Atividade A:
Responda, com base na reportagem sobre mutações no coronavírus:
(i) Em que dia a Dinamarca anunciou que a mutação estava "possivelmente erradicada"?
(ii) Em que animais essa mutação foi achada?
(iii) Qual é o primeiro item da lista numerada?
Atividade B: Prolongue a reportagem sobre mutações no coronavírus, começando logo depois da última linha mostrada.

A Dinamarca anunciou, na quinta-feira (19), que a mutação no novo coronavírus (Sars-CoV-2) achada em visons no país foi "possivelmente erradicada". No início

Mutações no coronavírus: veja respostas para dúvidas sobre impacto na vacina, 2ª onda e reinfecção
Mutações no coronavírus: veja respostas para dúvidas sobre impacto na vacina, 2ª onda e reinfecção

Redação Publicado em 21/11/2020, às 00h00 - Atualizado às 12h22


O que é uma mutação? Ela aumenta a chance de ter Covid-19 mais de uma vez? O vírus fica mais perigoso quando sofre uma mutação? Veja essas e outras perguntas.

A Dinamarca anunciou, na quinta-feira (19), que a mutação no novo coronavírus (Sars-CoV-2) achada em visons no país foi “possivelmente erradicada”. No início do mês, o país havia comunicado que a variante do vírus encontrada nos animais tinha infectado seres humanos.

Mas o que isso significa? As mutações tornam o vírus mais perigoso ou mais resistente às vacinas que estão sendo desenvolvidas contra ele?

Nesta reportagem, você vai poder tirar dúvidas sobre essas e outras perguntas sobre mutações:

  1. O que é uma mutação? Como ela ocorre? Por quê?

Trecho dos dados:

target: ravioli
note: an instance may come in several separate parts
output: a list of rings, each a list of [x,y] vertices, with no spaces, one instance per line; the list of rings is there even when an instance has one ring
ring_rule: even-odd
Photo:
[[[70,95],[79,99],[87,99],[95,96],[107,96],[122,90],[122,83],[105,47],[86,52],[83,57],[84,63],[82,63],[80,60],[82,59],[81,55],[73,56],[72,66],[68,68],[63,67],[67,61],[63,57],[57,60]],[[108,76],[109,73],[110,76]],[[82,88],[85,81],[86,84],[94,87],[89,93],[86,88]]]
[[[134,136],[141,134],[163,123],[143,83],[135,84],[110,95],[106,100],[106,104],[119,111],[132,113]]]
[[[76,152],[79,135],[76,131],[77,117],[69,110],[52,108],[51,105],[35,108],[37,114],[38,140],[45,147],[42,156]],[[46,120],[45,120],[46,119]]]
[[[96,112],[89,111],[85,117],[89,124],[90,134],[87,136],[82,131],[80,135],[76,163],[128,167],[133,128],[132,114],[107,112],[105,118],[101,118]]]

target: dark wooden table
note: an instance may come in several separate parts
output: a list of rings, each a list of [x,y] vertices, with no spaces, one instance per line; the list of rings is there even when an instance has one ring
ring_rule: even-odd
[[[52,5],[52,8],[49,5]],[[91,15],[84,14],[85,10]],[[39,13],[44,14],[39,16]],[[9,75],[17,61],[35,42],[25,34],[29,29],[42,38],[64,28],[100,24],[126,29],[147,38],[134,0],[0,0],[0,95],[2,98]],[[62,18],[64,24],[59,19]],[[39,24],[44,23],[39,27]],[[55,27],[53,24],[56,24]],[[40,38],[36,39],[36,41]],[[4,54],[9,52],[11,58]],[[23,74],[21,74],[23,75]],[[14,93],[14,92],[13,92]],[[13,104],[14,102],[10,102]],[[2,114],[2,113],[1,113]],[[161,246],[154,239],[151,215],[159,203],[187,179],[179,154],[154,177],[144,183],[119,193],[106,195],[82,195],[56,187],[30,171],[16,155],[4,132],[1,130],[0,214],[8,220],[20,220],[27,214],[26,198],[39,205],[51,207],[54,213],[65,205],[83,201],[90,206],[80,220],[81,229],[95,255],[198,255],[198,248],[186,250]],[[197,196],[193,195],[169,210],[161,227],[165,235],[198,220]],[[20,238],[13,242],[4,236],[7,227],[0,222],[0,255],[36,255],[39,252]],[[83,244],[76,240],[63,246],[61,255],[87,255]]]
---
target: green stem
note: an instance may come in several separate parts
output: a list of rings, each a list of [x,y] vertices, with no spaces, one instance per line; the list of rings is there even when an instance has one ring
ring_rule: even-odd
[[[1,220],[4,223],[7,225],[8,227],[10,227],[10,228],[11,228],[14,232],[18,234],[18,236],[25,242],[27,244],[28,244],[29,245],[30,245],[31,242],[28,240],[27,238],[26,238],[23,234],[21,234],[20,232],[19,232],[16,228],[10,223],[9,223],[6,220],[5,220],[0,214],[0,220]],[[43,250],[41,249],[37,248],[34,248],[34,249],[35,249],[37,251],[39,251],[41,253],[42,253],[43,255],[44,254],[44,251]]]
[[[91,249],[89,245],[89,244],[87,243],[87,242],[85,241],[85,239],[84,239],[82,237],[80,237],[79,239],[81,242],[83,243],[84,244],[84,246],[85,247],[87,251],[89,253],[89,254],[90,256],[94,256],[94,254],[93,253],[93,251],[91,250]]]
--
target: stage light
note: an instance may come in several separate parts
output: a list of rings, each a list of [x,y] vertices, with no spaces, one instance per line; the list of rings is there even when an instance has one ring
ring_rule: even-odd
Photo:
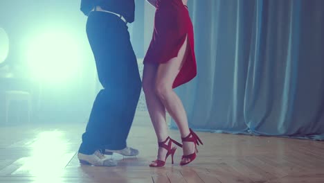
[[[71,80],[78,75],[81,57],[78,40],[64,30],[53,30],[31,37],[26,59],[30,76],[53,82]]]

Resposta A:
(i) Na quinta-feira (19).
(ii) Em visons.
(iii) "O que é uma mutação? Como ela ocorre? Por quê?"

Resposta B:
  2. O Sars-CoV-2 muta frequentemente?
  3. As mutações aumentam as chances de reinfecção?
  4. Com as mutações, o vírus fica mais fácil de transmitir?
  5. As mutações tornam o vírus mais perigoso?
  6. As mutações fazem o vírus resistir às vacinas?
  7. A segunda onda na Europa está sendo causada por uma mutação?
  8. O que se sabe sobre a mutação achada nos visons na Dinamarca?

1. O que é uma mutação? Como ela ocorre? Por quê?

Uma mutação é uma mudança que pode ocorrer em qualquer código genético, inclusive no do novo coronavírus.

Ela ocorre de forma acidental e aleatória, quando o vírus erra ao replicar (reproduzir) o seu próprio genoma.

Como acontecem ao acaso, essas mudanças não são, necessariamente, vantajosas para o vírus (o que se chama de “vantagem adaptativa”). Ou seja: nem tudo o que muda no material genético dele vai beneficiá-lo. Na verdade, pode até prejudicar a sua replicação.

Um desses prejuízos pode ter ocorrido, por exemplo, com o Sars-CoV-1, da epidemia da década de 2000. Uma mutaçãoanalisada por cientistas da Alemanha em um estudo de 2018, publicado na revista científica “Nature”, mostrou ter diminuído a velocidade de replicação do vírus. Em outras palavras, a “versão” modificada se reproduzia mais devagar do que a original.

Por outro lado, uma mutação pode, também, acabar sendo benéfica para o vírus. Pode ajudá-lo, por exemplo, a se espalhar mais rápido. (Veja detalhes mais abaixo).

2. O Sars-CoV-2 muta frequentemente?

Não. O novo coronavírus muda de forma lenta:o genoma do Sars-CoV-2 costuma sofrer duas mudanças de uma letra cada por mês. (O código genético é “escrito” com quatro letras, que mudam dependendo do tipo de código – DNA ou RNA).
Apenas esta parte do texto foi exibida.